**What you will do:**
(A) In the data preparation notebook below, list every name imported from tensorflow.keras.layers.
(B) Carry on the data preparation notebook below from where it stops.

# Start of Given passage

# Data preparation

In [1]:
import io
import os
import re
import shutil
import string
import tensorflow as tf

from tensorflow.keras import layers
from tensorflow.keras.layers import Embedding, Dense, GlobalAveragePooling1D, TextVectorization

2024-08-29 22:00:19.696644: I tensorflow/core/platform/cpu_feature_guard.cc:210] This TensorFlow binary is optimized to use available CPU instructions in performance-critical operations.
To enable the following instructions: AVX2 FMA, in other operations, rebuild TensorFlow with the appropriate compiler flags.


In [5]:
url = "https://ai.stanford.edu/~amaas/data/sentiment/aclImdb_v1.tar.gz"

dataset = tf.keras.utils.get_file("aclImdb_v1.tar.gz", url,
                                  untar=True, cache_dir='.',
                                  cache_subdir='')

dataset_dir = os.path.join(os.path.dirname(dataset), 'aclImdb')
os.listdir(dataset_dir)

['imdbEr.txt', 'test', 'imdb.vocab', 'README', 'train']

In [6]:
train_dir = os.path.join(dataset_dir, 'train')
os.listdir(train_dir)

['urls_unsup.txt',
 'neg',
 'urls_pos.txt',
 'unsup',
 'urls_neg.txt',
 'pos',
 'unsupBow.feat',
 'labeledBow.feat']

In [7]:
shutil.rmtree(os.path.join(train_dir, 'unsup'))

## Create training and validation sets

In [8]:
batch_size=1024
seed=123

train_ds = tf.keras.utils.text_dataset_from_directory(
    'aclImdb/train', batch_size=batch_size, validation_split=0.2, subset='training', seed=seed
)
val_ds = tf.keras.utils.text_dataset_from_directory(
    'aclImdb/train', batch_size=batch_size, validation_split=0.2, subset='validation', seed=seed
)

Found 25000 files belonging to 2 classes.
Using 20000 files for training.
Found 25000 files belonging to 2 classes.
Using 5000 files for validation.


In [9]:
for text_batch, label_batch in train_ds.take(1):
  for i in range(5):
    print(label_batch[i].numpy(), text_batch.numpy()[i])

0 b"Oh My God! Please, for the love of all that is holy, Do Not Watch This Movie! It it 82 minutes of my life I will never get back. Sure, I could have stopped watching half way through. But I thought it might get better. It Didn't. Anyone who actually enjoyed this movie is one seriously sick and twisted individual. No wonder us Australians/New Zealanders have a terrible reputation when it comes to making movies. Everything about this movie is horrible, from the acting to the editing. I don't even normally write reviews on here, but in this case I'll make an exception. I only wish someone had of warned me before I hired this catastrophe"

# End of Given passage
# Start of Stored records

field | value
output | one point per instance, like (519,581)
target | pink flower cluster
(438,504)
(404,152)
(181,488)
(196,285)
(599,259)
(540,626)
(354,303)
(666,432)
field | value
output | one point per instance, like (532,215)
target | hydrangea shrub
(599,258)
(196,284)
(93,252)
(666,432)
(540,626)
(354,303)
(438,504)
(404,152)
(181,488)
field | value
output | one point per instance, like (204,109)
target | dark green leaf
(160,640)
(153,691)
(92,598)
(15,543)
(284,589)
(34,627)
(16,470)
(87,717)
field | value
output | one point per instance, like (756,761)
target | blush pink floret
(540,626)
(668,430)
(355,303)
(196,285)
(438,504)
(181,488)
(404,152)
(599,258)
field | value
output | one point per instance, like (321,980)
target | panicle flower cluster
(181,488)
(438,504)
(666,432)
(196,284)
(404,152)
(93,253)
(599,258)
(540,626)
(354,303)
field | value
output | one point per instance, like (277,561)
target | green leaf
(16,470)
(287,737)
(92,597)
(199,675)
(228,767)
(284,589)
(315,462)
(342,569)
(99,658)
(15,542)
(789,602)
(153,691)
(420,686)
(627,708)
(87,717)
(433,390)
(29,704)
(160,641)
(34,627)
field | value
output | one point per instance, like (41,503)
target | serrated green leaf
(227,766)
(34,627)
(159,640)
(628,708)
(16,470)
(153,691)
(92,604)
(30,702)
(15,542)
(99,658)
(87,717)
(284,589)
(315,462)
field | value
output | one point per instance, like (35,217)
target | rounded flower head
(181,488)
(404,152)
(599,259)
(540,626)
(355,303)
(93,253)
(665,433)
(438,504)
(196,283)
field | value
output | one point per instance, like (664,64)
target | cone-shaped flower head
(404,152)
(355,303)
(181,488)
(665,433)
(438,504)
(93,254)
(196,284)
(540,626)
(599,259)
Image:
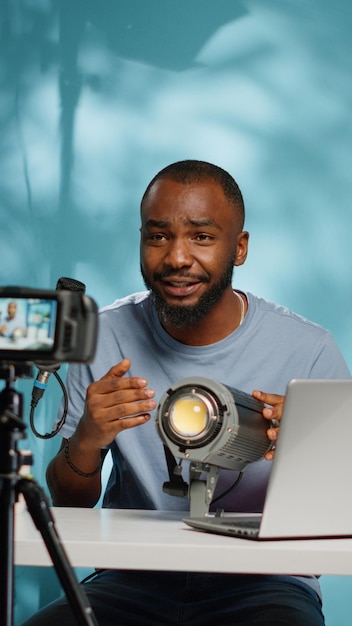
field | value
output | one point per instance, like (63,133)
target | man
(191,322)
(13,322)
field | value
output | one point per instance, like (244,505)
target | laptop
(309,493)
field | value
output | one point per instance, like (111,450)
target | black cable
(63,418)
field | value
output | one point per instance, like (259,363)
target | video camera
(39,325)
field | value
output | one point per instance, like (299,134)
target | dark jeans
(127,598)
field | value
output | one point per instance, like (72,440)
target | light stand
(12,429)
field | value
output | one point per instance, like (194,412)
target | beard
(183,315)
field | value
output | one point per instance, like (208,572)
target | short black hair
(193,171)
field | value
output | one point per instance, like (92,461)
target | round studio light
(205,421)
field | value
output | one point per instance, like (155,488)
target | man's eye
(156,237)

# End of Stored records
# Start of Stored records

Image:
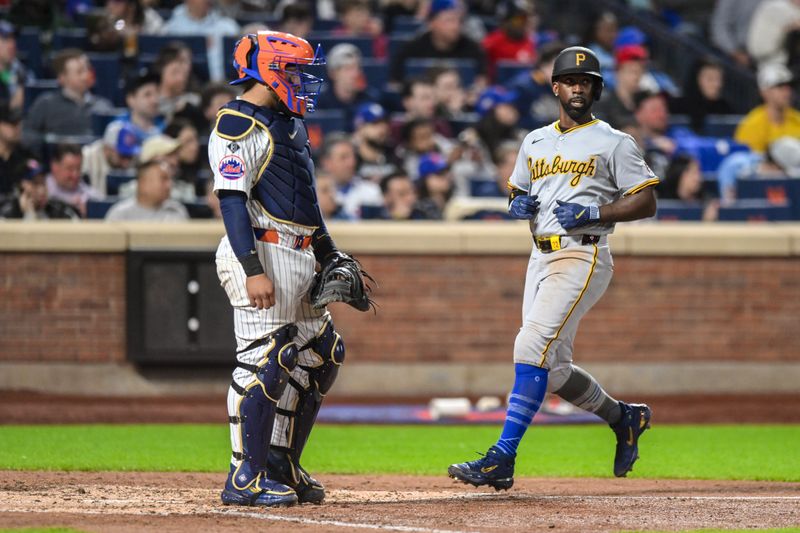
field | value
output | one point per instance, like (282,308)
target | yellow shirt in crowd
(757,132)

# End of Stored records

**Exercise answers:**
(A) Embedding, Dense, GlobalAveragePooling1D, TextVectorization

(B)
1 b'This movie is SOOOO funny!!! The acting is WONDERFUL, the Ramones are sexy, the jokes are subtle, and the plot is just what every high schooler dreams of doing to his/her school. I absolutely loved the soundtrack as well as the carefully placed cynicism. If you like monty python, You will love this film. This movie is a tad bit "grease"esk (without

2024-08-29 22:03:06.394516: W tensorflow/core/framework/local_rendezvous.cc:404] Local rendezvous is aborting with status: OUT_OF_RANGE: End of sequence


## Autotune for performance

In [10]:
AUTOTUNE = tf.data.AUTOTUNE

train_ds = train_ds.cache().prefetch(buffer_size=AUTOTUNE)
val_ds = val_ds.cache().prefetch(buffer_size=AUTOTUNE)

# Embedding Layer
Define an embedding layer with 1000 words and 5 dimensions. The Embedding layer **trains** the word embedding on the fly via *backpropagation*. The initial weights are randomized.

In [11]:
embedding_layer = tf.keras.layers.Embedding(1000, 5)

This embedding layer will **convert** an integer to a 5D array.

In [12]:
result = embedding_layer(tf.constant([1]))
result.numpy()

array([[ 0.00117086,  0.01907944, -0.02387185,  0.03346392, -0.03524822]],
      dtype=float32)

For sequences, the embedding layer expects a **2D tensor** of shape `(samples, seq_length)`.  Suppose we have 2 sentences of length 3. The input is a 2 by 3 matrix. The output has shape `(2, 3, N)` where N is the embedding dimension.

In [13]:
result = embedding_layer(tf.constant([
    [0, 1, 2], # sentence 1
    [3, 4, 5]  # sentence 2
]))
result.shape

TensorShape([2, 3, 5])

In [14]:
result.numpy()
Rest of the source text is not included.